**Consigne:**
Reproduisez intégralement le reportage sur les Cosaques, mot pour mot et sans aucune modification.

**Passage cité:**
──────

Reportage

Sur les traces des Cosaques

Sur les traces des Cosaques
Des cosaques s'exerçant au "djiguitovka", exercices de voltige défiant les lois de l'apesanteur © Alexander Utkin/AFP Photo

Impossible de dissocier la Russie des Cosaques et de leurs chevaux. Nous sommes allés sur leurs traces de Moscou à Dankov, à quatre cents kilomètres de la capitale.


Vos douceurs à vous, c’est la vaste plaine et un bon cheval : voilà les douceurs qu’il vous faut. Et ce sabre, vous le voyez ? Voilà votre mère ! Ainsi disait Tarass Boulba, cosaque zaporogue, à son fils cadet de retour au foyer familial après ses études. Ainsi donc incitait Nicolas Gogol (1809-1852), dans son célèbre roman, à partir sur les pas des Cosaques pour découvrir la “cosaquerie”, qu’il dépeint comme « un penchant généreux et débridé de la nature russe ». Le terme même est un rêve empreint de peur… D’origine turco-tatare, le mot est en réalité kazak qui signifie “vagabond”, “aventurier” ou encore “homme libre”. Selon les historiens, les Cosaques sont apparus au XIVe et XVe siècle dans les steppes du Sud de la Russie et de l’Ukraine. Issus de serfs ayant fui leur esclavage, ils s’installent sur le Don et le Dniepr, la Volga et le Terek, et dans l’Oural. Et, forcés de se défendre contre des nomades, ils se regroupent en communautés militaires.

──────

(Enregistrements conservés)
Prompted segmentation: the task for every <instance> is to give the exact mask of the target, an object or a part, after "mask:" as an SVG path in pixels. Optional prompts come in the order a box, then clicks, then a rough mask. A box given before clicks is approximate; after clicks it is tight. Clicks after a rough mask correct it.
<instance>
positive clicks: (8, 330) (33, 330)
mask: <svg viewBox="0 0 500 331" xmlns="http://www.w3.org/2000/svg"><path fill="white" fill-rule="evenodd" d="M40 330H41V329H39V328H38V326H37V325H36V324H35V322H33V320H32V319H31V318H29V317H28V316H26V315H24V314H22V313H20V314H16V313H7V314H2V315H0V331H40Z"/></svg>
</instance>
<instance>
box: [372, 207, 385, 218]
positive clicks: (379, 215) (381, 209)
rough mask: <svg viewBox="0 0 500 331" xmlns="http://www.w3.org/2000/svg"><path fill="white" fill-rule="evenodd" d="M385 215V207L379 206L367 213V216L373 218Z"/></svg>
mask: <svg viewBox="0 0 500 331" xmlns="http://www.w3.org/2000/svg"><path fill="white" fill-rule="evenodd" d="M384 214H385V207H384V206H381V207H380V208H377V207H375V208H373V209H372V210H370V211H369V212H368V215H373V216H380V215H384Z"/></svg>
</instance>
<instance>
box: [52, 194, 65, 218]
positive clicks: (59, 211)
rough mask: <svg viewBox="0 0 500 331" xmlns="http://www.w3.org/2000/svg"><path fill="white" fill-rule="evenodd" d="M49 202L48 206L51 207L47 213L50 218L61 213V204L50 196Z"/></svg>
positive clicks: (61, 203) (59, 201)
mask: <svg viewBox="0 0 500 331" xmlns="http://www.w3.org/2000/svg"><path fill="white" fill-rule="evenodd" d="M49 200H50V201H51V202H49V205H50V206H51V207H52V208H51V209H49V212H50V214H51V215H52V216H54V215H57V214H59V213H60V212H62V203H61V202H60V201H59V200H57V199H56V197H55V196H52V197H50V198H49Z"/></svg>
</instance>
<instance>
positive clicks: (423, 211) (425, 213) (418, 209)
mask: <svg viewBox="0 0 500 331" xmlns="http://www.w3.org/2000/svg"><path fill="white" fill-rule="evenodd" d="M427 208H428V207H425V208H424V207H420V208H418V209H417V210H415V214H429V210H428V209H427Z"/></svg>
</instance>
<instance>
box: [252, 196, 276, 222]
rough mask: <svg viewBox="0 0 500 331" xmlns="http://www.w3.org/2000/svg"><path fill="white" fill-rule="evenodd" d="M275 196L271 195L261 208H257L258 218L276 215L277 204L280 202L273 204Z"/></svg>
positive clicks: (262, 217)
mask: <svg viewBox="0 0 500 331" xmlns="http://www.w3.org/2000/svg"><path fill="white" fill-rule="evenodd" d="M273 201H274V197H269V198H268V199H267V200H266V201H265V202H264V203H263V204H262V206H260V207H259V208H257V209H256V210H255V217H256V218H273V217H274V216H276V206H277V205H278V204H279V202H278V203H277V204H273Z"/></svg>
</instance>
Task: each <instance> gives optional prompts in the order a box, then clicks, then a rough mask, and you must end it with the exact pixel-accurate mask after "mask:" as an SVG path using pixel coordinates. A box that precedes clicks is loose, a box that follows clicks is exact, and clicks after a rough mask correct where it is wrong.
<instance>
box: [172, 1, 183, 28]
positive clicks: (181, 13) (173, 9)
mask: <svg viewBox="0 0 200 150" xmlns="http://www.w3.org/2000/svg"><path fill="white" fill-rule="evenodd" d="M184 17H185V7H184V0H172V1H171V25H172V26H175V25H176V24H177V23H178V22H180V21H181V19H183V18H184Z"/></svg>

──────

**Résultat obtenu:**
Reportage

Sur les traces des Cosaques

Sur les traces des Cosaques
Des cosaques s'exerçant au "djiguitovka", exercices de voltige défiant les lois de l'apesanteur © Alexander Utkin/AFP Photo

Impossible de dissocier la Russie des Cosaques et de leurs chevaux. Nous sommes allés sur leurs traces de Moscou à Dankov, à quatre cents kilomètres de la capitale.


Vos douceurs à vous, c’est la vaste plaine et un bon cheval : voilà les douceurs qu’il vous faut. Et ce sabre, vous le voyez ? Voilà votre mère ! Ainsi disait Tarass Boulba, cosaque zaporogue, à son fils cadet de retour au foyer familial après ses études. Ainsi donc incitait Nicolas Gogol (1809-1852), dans son célèbre roman, à partir sur les pas des Cosaques pour découvrir la “cosaquerie”, qu’il dépeint comme « un penchant généreux et débridé de la nature russe ». Le terme même est un rêve empreint de peur… D’origine turco-tatare, le mot est en réalité kazak qui signifie “vagabond”, “aventurier” ou encore “homme libre”. Selon les historiens, les Cosaques sont apparus au XIVe et XVe siècle dans les steppes du Sud de la Russie et de l’Ukraine. Issus de serfs ayant fui leur esclavage, ils s’installent sur le Don et le Dniepr, la Volga et le Terek, et dans l’Oural. Et, forcés de se défendre contre des nomades, ils se regroupent en communautés militaires.